Instructions for the task
Transcribe each line of the material as it is, and drop any picture.

Position identification records
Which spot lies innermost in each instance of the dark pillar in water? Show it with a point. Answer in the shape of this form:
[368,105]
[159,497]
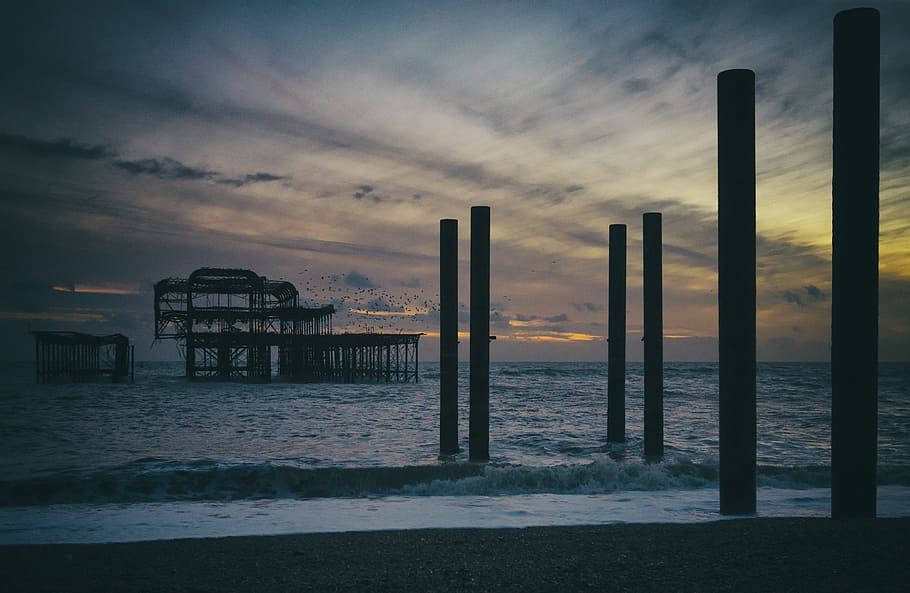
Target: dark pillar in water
[616,336]
[736,288]
[653,335]
[479,413]
[854,277]
[448,336]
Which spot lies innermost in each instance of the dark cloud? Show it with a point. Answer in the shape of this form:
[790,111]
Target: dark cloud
[694,257]
[59,148]
[358,280]
[165,168]
[364,191]
[562,317]
[258,177]
[634,86]
[804,296]
[381,304]
[793,297]
[591,307]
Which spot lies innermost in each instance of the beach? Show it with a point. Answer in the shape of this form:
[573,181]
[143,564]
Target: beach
[776,555]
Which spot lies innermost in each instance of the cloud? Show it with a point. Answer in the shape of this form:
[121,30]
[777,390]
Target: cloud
[358,280]
[61,147]
[635,86]
[364,191]
[258,177]
[804,296]
[589,307]
[164,168]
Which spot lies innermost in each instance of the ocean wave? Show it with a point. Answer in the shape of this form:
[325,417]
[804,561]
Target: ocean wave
[153,480]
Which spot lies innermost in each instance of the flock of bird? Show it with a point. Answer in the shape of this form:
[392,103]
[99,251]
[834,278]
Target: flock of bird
[363,306]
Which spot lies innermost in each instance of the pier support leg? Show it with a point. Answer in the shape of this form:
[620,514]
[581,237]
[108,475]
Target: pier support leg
[448,336]
[479,413]
[736,288]
[616,336]
[653,336]
[854,278]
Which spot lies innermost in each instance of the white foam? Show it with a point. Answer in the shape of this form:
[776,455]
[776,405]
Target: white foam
[83,523]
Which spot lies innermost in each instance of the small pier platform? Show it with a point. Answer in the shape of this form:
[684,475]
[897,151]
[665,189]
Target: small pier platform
[73,357]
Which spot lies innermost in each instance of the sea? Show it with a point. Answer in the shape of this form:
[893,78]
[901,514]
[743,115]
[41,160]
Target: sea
[166,458]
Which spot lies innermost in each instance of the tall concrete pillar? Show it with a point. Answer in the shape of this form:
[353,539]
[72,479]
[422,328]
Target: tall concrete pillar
[854,277]
[479,413]
[616,336]
[448,336]
[736,288]
[653,335]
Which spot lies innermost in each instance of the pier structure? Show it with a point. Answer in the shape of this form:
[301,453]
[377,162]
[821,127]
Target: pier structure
[73,357]
[227,321]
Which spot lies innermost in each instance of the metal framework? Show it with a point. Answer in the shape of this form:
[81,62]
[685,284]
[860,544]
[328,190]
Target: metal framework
[68,357]
[228,320]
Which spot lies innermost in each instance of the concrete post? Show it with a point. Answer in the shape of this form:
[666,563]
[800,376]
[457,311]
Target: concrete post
[616,336]
[448,336]
[653,335]
[854,278]
[479,414]
[736,288]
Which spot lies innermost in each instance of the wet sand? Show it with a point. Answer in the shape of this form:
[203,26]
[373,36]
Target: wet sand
[774,555]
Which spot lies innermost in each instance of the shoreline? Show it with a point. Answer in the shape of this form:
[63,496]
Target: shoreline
[755,554]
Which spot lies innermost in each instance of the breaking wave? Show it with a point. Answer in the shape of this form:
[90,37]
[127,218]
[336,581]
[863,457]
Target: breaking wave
[150,480]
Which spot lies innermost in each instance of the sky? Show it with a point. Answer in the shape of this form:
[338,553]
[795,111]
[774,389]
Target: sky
[322,142]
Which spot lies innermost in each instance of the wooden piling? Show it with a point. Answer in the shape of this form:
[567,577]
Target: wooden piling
[616,336]
[448,336]
[736,288]
[854,278]
[653,335]
[479,412]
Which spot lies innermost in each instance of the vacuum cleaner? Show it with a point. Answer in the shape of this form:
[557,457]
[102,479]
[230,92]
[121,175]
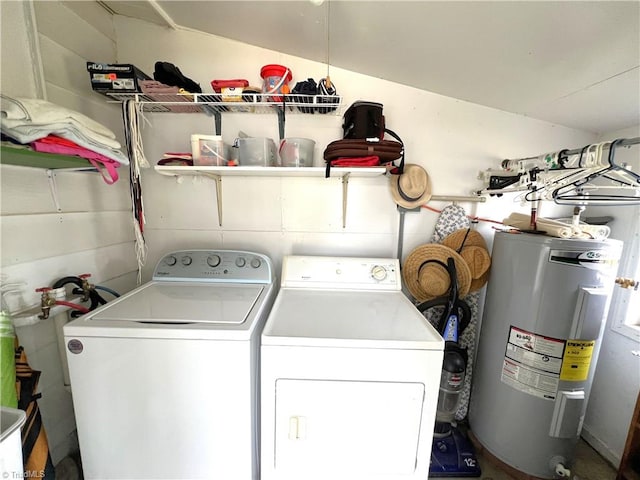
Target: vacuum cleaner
[452,455]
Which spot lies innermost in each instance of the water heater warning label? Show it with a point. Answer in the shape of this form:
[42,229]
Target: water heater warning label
[577,360]
[533,363]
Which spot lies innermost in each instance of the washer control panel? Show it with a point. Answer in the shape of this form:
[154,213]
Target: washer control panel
[341,272]
[215,266]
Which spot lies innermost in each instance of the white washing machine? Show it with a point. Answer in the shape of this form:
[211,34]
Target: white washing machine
[350,372]
[165,379]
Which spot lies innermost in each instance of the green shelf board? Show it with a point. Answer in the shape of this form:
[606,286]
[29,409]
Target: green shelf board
[29,158]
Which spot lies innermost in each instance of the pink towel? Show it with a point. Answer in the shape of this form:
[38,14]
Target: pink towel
[62,146]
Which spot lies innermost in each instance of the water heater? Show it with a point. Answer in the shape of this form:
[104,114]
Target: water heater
[544,316]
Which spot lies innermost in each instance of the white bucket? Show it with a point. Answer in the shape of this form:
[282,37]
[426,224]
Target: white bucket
[11,420]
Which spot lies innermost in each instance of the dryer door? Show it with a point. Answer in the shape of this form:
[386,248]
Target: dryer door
[347,429]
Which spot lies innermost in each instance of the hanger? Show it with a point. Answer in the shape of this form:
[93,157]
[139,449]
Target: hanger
[623,189]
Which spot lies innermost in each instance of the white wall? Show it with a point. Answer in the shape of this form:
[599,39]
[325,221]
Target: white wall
[92,232]
[452,139]
[617,379]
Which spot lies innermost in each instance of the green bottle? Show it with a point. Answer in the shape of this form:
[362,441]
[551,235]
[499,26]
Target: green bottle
[8,396]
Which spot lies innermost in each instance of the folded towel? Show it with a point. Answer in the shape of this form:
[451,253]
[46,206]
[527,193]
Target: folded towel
[30,133]
[554,228]
[37,111]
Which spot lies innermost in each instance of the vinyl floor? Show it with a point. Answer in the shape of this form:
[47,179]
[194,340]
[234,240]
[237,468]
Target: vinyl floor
[589,465]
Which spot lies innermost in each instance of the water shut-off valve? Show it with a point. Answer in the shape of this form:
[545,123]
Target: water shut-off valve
[46,302]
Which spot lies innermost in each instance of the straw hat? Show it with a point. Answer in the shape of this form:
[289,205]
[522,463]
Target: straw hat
[427,281]
[473,250]
[412,188]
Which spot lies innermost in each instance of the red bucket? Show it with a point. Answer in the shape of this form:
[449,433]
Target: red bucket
[275,79]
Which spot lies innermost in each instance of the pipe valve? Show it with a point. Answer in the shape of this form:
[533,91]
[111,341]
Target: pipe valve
[628,283]
[46,302]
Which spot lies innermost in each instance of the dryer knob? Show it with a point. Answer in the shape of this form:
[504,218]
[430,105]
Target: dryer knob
[379,272]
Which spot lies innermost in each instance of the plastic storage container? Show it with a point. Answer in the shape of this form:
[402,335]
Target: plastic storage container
[11,420]
[296,152]
[208,150]
[275,79]
[256,152]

Answer to the problem
Which spot lies innermost in each instance of the dark pillar in water? Show it with a point. Answer in the shape of this form:
[368,105]
[159,497]
Target: dark pillar in water
[616,336]
[736,288]
[653,335]
[479,413]
[854,277]
[448,336]
Which spot lies innermost in each instance of the dark cloud? Show it with a point. Answer in the shape of this form:
[790,111]
Target: dark cloud
[694,257]
[59,148]
[358,280]
[165,168]
[364,191]
[562,317]
[258,177]
[634,86]
[804,296]
[381,304]
[793,297]
[591,307]
Which spot lies innermost in each instance of the beach? Show it with a point. Answer in the shape of this form:
[573,181]
[143,564]
Target: beach
[776,555]
Which spot lies innermost in each instance of the cloud? Show it with a point. Answer in the shape of this form:
[121,30]
[777,390]
Target: cloud
[358,280]
[61,147]
[635,86]
[364,191]
[258,177]
[804,296]
[589,307]
[164,168]
Which spot lies innermost in each instance of the ocean wave? Show it with a point. Answer in the shape of this form:
[325,417]
[804,561]
Target: ocean wave
[153,480]
Which spot lies innermost in each instance of the flock of bird? Show it with a point. Answer in the shape of this form:
[392,103]
[99,251]
[834,278]
Target: flock of bird
[363,306]
Which spot lies innermost in each instance of the pier support leg? Show it with a point. Answer in the shape of this form:
[620,514]
[581,237]
[108,475]
Target: pier support leg
[448,336]
[479,413]
[736,288]
[616,336]
[653,336]
[854,278]
Which spot lies innermost in each instance of the white foam? Show it with a point. Answer in the shape of this form:
[776,455]
[776,405]
Target: white foam
[83,523]
Which spot lies innermost in each instance of the small pier platform? Show it with a point. Answer in the shape of this form:
[684,475]
[897,151]
[665,189]
Target: small pier platform
[73,357]
Which spot lies innermost in each instance of the sea? Show it with a point. Answer in the shape of this form:
[893,78]
[901,514]
[743,115]
[41,160]
Target: sea
[166,458]
Which spot lies innermost in each instance of the tall concrete pillar? Show it with a point. Answer in the shape of this form:
[353,539]
[72,479]
[422,328]
Target: tall concrete pillar
[854,277]
[479,413]
[616,336]
[448,336]
[736,288]
[653,335]
Which spot lies innermost in each instance of the pier structure? Show it with a point. Answer in the shape of this form:
[301,453]
[377,162]
[821,127]
Target: pier structure
[73,357]
[227,321]
Which spot lies innermost in each instance of the metal framework? Show it with a point. Answer in the shape of this form:
[81,62]
[685,284]
[860,544]
[328,190]
Target: metal framework
[68,357]
[228,320]
Which spot lies innermost in each instance of the concrete post? Show it with a point. Answer in the shape of this form:
[666,563]
[800,376]
[457,311]
Target: concrete post
[616,336]
[448,336]
[653,335]
[854,278]
[479,414]
[736,288]
Which spot lies innermost in each instance of the wet sand? Show it with a point. Answer in the shape of this form:
[203,26]
[373,36]
Target: wet sand
[774,555]
Which spot lies innermost in each instance of the shoreline? Show it with a point. Answer in the shape of this form:
[63,496]
Target: shoreline
[755,554]
Which spot lies innermost in each instance of the breaking wave? Show it with a point. Answer in the shape of this form:
[90,37]
[127,218]
[336,581]
[863,457]
Target: breaking wave
[150,480]
Which spot lies innermost in each instance of the sky? Show it with a point. Answer in the shape of this form:
[338,553]
[795,111]
[774,389]
Target: sky
[322,142]
Which spot lies innermost in each instance of the wooden piling? Show it with a point. Answer in the shape of this form:
[567,577]
Target: wooden piling
[616,336]
[448,336]
[736,288]
[854,278]
[653,335]
[479,412]
Which spot lies innermost in each instance of the vacuum cleaner? Show it with a point. Answer in the shape of this form:
[557,457]
[102,479]
[230,92]
[121,175]
Target: vacuum cleaner
[452,455]
Which spot lies innermost in each instance of the water heater warning label? Show it with a point. Answer in the shape of this form:
[42,229]
Target: water heater warning label
[577,360]
[533,363]
Which spot lies innermost in each instance of the washer control panel? Show it with a point. Answer in the shape of this form:
[154,213]
Target: washer control panel
[341,272]
[215,266]
Which spot lies innermost in each instance of the white washing machine? Show it with a point. Answer in the shape of this form:
[211,34]
Target: white washing machine
[350,372]
[165,379]
Which spot lies innermost in each instance of the green shelf board? Show it with a point. Answer in the shape of this form:
[606,286]
[29,409]
Target: green shelf board
[29,158]
Which spot lies innermost in each instance of the pink towel? Show it with a point. Answer in the shape of this form:
[38,14]
Target: pink towel
[62,146]
Which spot lies innermost in each instance of the water heater? Show it with a point. Answer in the shape of this form:
[104,114]
Target: water heater
[544,316]
Which spot lies innermost in each instance of the white bucket? Show it with a point. Answer in the shape of this form:
[282,37]
[426,224]
Target: white bucket
[11,420]
Which spot lies innermost in each instance of the dryer door? Show it with a point. Answer in the shape of this form:
[386,248]
Target: dryer door
[347,429]
Which spot lies innermost in each instance of the hanger? Show it with a point. Answer in the shape of this form:
[93,157]
[139,449]
Target: hanger
[623,189]
Which spot lies innermost in each instance of the white wall? Show it with a point. Answer in the shape of this form:
[599,39]
[325,221]
Target: white wall
[92,232]
[452,139]
[617,379]
Which spot lies innermost in each instance of the green bottle? Show it with a point. Answer in the shape of this form:
[362,441]
[551,235]
[499,26]
Target: green bottle
[8,396]
Which spot lies innermost in each instance of the folded towel? Show it with a point. Answer in the shape of this form:
[451,253]
[46,206]
[527,193]
Target: folded towel
[30,133]
[554,228]
[37,111]
Which spot lies innermost in each instance of the vinyl floor? Show it with a point. Answer in the shape of this form:
[47,179]
[194,340]
[234,240]
[237,468]
Target: vinyl floor
[589,465]
Which spot lies innermost in each instance of the water shut-off valve? Show it with a point. Answer in the shape of this form:
[545,123]
Target: water shut-off valve
[46,302]
Which spot lies innermost in each instance of the straw hat? Show it with a point. Answer in the shape of this form:
[289,205]
[522,463]
Target: straw hat
[427,281]
[473,250]
[412,188]
Which spot lies innermost in each instance of the red bucket? Show it with a point. Answer in the shape of this form:
[449,433]
Target: red bucket
[275,79]
Which spot lies innermost in each instance of the pipe valve? Show it with a point. Answer in the shape of this form:
[533,91]
[111,341]
Target: pipe valve
[628,283]
[46,302]
Which spot lies innermost in each instance of the dryer knob? Show it with a point. Answer in the shape of this form:
[504,218]
[430,105]
Target: dryer knob
[379,272]
Which spot lies innermost in each instance of the plastic storage container? Show it with a point. Answer in the shape of this form:
[402,335]
Target: plastic storage container
[11,420]
[296,152]
[208,150]
[275,79]
[256,152]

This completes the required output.